=== Trecho selecionado ===
OESP, Nacional, p. A12
27 de Jun de 2004

Governo corre para privatizar Cuiabá-Santarém
Grupo do governo gastou seis dias nos 1.700 km da BR-163, estudando como recuperá-la

LUIZ MAKLOUF DE CARVALHO Especial para o Estado

SANTARÉM - O governo trabalha, sem alarde e com pressa, para privatizar a recuperação de 1.340 quilômetros da rodovia federal Cuiabá-Santarém. Inaugurada há 30 anos, no tempo da ditadura, a BR-163 é uma das maiores calamidades rodoviárias do País, especialmente no inverno e no trecho paraense - formado pelos 698 quilômetros entre a divisa com Mato Grosso e o entroncamento com a também devastada Transamazônica (BR-230), mais 115 por esta, até Rurópolis (PA), e outros 217, quando volta a ser a BR-163 e chega a Santarém (PA), às margens do Rio Tapajós. Em todo esse trecho, 930 quilômetros, apenas 123 estão asfaltados, parte deles, na etapa final, cheia de buracos.
A evidência mais recente de que o governo quer começar a tirar os 30 anos de atraso ainda neste mandato foi uma viagem discreta, às agruras da rodovia, de nove integrantes de um Grupo Técnico Interministerial criado pelo presidente Luiz Inácio Lula da Silva em março deste ano. Composto por técnicos qualificados de três ministérios (Casa Civil, Transportes e Integração Nacional), o grupo sofreu na pele as precárias condições de trafegabilidade de grande parte da rodovia.
Os quatro que fizeram o percurso completo - José Maria da Cunha, Carlos Eduardo de Souza Bastos, Cecília Gontijo, do Ministério dos Transportes, e Leiza Martins Duburgas, da Casa Civil - levaram seis dias, de 13 a 19 de maio, para cruzar os 1.700 quilômetros que ligam Cuiabá (MT) a Santarém (PA). Houve encontros de trabalho com cinco prefeitos da região e uma visita rápida à base aérea da Serra do Cachimbo.
=== Registros de dados ===
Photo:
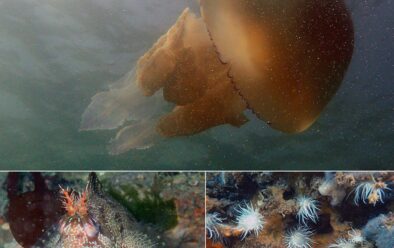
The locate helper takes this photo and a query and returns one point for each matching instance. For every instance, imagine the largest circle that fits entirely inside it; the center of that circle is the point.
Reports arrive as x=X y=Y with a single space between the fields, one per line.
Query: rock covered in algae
x=93 y=219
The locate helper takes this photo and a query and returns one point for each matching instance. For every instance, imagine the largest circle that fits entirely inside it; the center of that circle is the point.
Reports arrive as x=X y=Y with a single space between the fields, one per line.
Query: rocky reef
x=102 y=210
x=300 y=210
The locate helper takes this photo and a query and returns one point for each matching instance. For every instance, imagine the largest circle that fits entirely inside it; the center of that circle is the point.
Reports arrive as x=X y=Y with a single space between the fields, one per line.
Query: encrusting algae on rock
x=93 y=219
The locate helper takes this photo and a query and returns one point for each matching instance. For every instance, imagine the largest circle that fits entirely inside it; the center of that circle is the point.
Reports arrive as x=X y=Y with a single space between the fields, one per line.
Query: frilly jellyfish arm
x=197 y=83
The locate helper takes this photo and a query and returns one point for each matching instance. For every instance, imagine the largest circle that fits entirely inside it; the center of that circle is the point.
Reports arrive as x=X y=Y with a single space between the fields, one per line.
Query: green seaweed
x=150 y=209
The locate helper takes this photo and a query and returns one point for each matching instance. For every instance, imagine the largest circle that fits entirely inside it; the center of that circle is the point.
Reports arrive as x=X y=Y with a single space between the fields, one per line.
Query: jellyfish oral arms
x=283 y=60
x=188 y=70
x=286 y=58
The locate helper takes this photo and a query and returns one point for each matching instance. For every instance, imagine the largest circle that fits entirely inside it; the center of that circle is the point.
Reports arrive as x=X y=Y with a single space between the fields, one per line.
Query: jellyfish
x=283 y=60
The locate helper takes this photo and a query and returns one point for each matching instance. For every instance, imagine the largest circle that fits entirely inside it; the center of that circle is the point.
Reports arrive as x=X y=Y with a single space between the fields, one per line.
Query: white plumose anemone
x=249 y=220
x=299 y=237
x=370 y=192
x=355 y=236
x=212 y=221
x=307 y=209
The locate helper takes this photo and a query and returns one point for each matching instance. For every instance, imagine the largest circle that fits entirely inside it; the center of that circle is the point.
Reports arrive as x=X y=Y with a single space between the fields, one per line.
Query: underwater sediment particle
x=307 y=209
x=249 y=220
x=299 y=237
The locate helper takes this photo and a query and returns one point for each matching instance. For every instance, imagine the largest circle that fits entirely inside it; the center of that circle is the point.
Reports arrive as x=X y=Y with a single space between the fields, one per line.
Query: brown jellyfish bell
x=287 y=58
x=284 y=60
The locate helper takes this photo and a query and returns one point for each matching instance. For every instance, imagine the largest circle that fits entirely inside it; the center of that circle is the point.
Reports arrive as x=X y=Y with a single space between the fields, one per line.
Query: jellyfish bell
x=286 y=58
x=178 y=87
x=283 y=60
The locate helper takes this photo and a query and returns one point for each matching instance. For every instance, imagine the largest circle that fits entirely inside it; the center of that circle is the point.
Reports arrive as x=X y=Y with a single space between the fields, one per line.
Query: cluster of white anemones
x=248 y=220
x=300 y=237
x=370 y=192
x=355 y=240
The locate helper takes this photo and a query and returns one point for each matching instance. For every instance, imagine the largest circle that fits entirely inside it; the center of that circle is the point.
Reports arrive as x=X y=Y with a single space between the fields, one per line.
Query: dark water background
x=56 y=54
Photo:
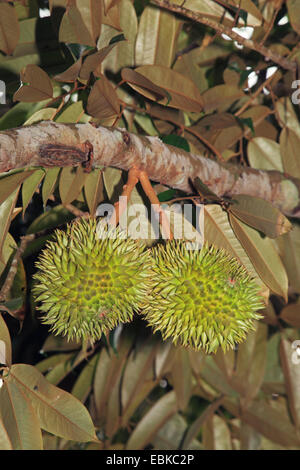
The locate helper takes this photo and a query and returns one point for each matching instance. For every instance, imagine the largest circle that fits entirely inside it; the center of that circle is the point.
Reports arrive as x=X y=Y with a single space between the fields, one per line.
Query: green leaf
x=71 y=183
x=10 y=182
x=5 y=442
x=156 y=29
x=291 y=314
x=19 y=418
x=176 y=141
x=250 y=364
x=84 y=383
x=5 y=343
x=289 y=245
x=49 y=183
x=154 y=419
x=9 y=248
x=9 y=28
x=195 y=427
x=216 y=434
x=261 y=215
x=51 y=362
x=289 y=148
x=29 y=187
x=264 y=154
x=183 y=92
x=58 y=411
x=263 y=255
x=291 y=372
x=181 y=375
x=138 y=379
x=50 y=219
x=36 y=85
x=268 y=421
x=44 y=114
x=6 y=209
x=217 y=230
x=93 y=190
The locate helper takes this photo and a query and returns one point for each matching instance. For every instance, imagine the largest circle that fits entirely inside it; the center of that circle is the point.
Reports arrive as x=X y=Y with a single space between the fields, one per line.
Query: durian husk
x=201 y=298
x=91 y=278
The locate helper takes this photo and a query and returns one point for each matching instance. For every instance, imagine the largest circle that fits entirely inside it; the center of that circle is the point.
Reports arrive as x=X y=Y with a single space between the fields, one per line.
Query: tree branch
x=222 y=29
x=50 y=144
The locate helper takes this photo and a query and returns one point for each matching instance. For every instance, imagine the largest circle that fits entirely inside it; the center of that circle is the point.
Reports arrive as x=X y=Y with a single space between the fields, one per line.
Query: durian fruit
x=91 y=278
x=201 y=298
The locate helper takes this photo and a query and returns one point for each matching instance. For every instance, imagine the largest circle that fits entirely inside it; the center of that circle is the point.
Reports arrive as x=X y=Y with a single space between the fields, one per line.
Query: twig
x=151 y=194
x=120 y=206
x=194 y=16
x=14 y=266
===
* O que fazer
Transcreva, por favor, a parte da reportagem sobre a rodovia Cuiabá-Santarém que se abre com as palavras que contêm "Os quatro que" e se fecha com "Serra do Cachimbo.". Não é preciso consultar o material.

* Resposta esperada
Os quatro que fizeram o percurso completo - José Maria da Cunha, Carlos Eduardo de Souza Bastos, Cecília Gontijo, do Ministério dos Transportes, e Leiza Martins Duburgas, da Casa Civil - levaram seis dias, de 13 a 19 de maio, para cruzar os 1.700 quilômetros que ligam Cuiabá (MT) a Santarém (PA). Houve encontros de trabalho com cinco prefeitos da região e uma visita rápida à base aérea da Serra do Cachimbo.